### Short task a:
In the forum thread on Japanese cities, rewrite the paragraph that begins "To transport 30 million urbanites" as a short bulleted list that keeps its main facts.

### Text:
---+---

# Japanese cities the best in the world?



## japopian (Mar 6, 2009)

I know Japanese cities are crowded, but they are the cleanest, safest and "least ghetto" cities I have come across in the world, with amazing clean transport systems and urban culture that flow seamlessly. If aliens wanted an example of a perfect human city I would give them Tokyo.

What do you guys think?


----------



## potipoti (Jul 28, 2006)

i totally agree, i visited tokyo and yokohama 4 years ago and i was shocked... i didn't see litter basket (only few) and the streets were so clean... and no fear, no matter when and where


----------



## Iluminat (Jan 16, 2008)

too crowded to be perfect...


----------



## HirakataShi (Feb 8, 2004)

hno:


----------



## ØlandDK (May 29, 2005)

Don't know if they are the best but they surely aren't perfect when some people have to live like this:


----------



## Chrissib (Feb 9, 2008)

From what i've seen on Google Earth, i do think tht japanese cities are one of the best. They provide good density and are clean.


----------



## z0rg (Jan 17, 2003)

Probably the best, but they should be more vertical.


----------



## D.D. (Nov 26, 2007)

I can't tell you they are the best, because I haven't been there, but from what I have seen, they pretty much might be the most culturally educated...


----------



## the spliff fairy (Oct 21, 2002)

To transport 30 million urbanites around a single city, then feed, house, keep in good health, employ and entertain them to some of the highest levels and available choices in the world (eg over 100,000 bars, 180,000 restaurants etc.) is a mammoth undertaking for every day. It's one thing keeping the residents of Zurich to such a high quality of life, liberal openness and social vibrancy, alongside such low levels of crime and poverty, its another doing the same to a megacity the size of Tokyo.

I think in those respects (but not in others), then Tokyo is definitely at the top.


----------



## Assemblage23 (Jan 6, 2008)

For me, Japanese cities are on their own league, way above the rest (in terms of infrastructure, safetly, cleanliness, technology, etc.)


----------



## El Mariachi (Nov 1, 2007)

What about lack of diversity?


----------



## Kensingtonian (Nov 8, 2008)

japanese cities seem to function better than cities elsewhere.

i wonder how easy it is to have a happy, personally fulfilling life in a japanese city. especially if you don't happen to be japanese.


----------



## Looking/Up (Feb 28, 2008)

---+---

### Short task b:
Gather every line of the entries that contains the string "flower", matching case exactly.

### Extracted data:

---+---

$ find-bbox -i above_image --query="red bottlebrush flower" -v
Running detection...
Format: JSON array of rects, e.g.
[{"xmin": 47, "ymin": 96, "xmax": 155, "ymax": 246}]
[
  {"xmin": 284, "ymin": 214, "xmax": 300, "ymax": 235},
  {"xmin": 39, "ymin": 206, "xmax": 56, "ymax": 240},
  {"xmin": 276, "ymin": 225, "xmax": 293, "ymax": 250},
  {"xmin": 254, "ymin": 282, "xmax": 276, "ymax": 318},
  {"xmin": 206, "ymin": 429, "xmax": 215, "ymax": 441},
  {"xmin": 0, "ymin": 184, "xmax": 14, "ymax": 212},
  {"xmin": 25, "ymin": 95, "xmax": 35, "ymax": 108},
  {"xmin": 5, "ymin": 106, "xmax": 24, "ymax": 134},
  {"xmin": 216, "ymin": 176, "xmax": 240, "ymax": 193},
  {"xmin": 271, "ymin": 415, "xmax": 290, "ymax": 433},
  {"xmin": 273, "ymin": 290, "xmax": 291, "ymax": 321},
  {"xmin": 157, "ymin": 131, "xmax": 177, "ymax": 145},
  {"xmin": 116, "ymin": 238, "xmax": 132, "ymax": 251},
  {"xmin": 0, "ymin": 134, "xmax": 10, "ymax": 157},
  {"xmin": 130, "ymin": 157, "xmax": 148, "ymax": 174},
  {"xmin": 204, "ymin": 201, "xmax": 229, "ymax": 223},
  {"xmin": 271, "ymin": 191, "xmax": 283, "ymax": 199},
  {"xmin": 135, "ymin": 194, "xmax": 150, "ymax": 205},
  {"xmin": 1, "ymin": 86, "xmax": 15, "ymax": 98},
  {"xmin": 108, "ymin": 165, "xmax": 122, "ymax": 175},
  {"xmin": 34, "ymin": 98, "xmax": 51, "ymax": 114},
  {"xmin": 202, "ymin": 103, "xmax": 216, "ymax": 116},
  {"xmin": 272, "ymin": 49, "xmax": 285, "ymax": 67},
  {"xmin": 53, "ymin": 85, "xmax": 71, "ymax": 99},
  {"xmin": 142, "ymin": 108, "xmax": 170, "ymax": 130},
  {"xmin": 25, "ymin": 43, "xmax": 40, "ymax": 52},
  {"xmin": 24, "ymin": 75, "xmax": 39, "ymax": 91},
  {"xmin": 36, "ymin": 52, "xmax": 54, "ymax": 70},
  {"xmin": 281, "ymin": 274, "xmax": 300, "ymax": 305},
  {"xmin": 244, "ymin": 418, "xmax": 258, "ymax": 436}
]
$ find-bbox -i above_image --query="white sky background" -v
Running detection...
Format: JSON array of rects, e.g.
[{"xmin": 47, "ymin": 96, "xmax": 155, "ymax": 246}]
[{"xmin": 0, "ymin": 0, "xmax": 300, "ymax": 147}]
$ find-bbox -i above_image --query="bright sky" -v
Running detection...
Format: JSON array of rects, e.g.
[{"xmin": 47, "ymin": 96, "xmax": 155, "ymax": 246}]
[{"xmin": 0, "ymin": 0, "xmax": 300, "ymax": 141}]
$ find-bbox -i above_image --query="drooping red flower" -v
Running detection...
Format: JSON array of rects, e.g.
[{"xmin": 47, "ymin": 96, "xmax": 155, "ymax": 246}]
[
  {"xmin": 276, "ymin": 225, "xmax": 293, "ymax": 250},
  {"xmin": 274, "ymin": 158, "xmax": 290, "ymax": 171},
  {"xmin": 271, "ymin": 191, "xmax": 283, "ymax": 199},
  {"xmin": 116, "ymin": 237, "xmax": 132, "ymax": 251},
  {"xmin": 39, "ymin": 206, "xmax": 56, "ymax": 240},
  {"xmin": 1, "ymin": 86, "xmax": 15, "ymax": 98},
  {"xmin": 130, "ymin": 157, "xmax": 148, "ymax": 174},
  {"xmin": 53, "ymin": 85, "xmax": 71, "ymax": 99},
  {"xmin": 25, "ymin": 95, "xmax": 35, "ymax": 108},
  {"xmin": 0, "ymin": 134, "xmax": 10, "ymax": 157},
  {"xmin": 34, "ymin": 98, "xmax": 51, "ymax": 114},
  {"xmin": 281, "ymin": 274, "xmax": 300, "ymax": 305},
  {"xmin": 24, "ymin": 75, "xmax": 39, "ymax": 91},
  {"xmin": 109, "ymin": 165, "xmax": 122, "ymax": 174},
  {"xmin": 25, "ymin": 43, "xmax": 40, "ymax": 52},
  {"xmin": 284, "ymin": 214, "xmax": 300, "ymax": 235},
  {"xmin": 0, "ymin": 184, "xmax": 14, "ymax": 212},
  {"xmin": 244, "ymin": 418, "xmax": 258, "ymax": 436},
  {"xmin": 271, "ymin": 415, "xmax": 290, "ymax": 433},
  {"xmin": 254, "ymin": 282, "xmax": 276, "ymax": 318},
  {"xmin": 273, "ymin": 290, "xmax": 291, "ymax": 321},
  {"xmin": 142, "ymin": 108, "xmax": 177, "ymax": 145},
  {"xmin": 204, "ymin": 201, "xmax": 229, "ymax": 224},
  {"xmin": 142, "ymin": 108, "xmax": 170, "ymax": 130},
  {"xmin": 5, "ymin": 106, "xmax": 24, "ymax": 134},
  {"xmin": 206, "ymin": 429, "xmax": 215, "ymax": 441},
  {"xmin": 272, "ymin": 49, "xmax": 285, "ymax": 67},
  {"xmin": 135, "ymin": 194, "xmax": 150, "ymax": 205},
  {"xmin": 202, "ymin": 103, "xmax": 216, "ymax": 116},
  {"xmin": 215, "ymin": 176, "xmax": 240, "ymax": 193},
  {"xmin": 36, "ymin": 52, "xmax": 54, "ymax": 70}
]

---+---

### Response a:
- Serving 30 million urban residents in a single city is a huge daily task. The city must move them around, feed and house them, keep them healthy, employ them and entertain them.
- It does this at some of the highest levels and with some of the widest choices in the world, such as over 100,000 bars and 180,000 restaurants.
- Zurich keeps its residents at a high quality of life, with liberal openness, social vibrancy and low crime and poverty.
- Doing the same for a megacity the size of Tokyo is a much different matter.

### Response b:
$ find-bbox -i above_image --query="red bottlebrush flower" -v
$ find-bbox -i above_image --query="drooping red flower" -v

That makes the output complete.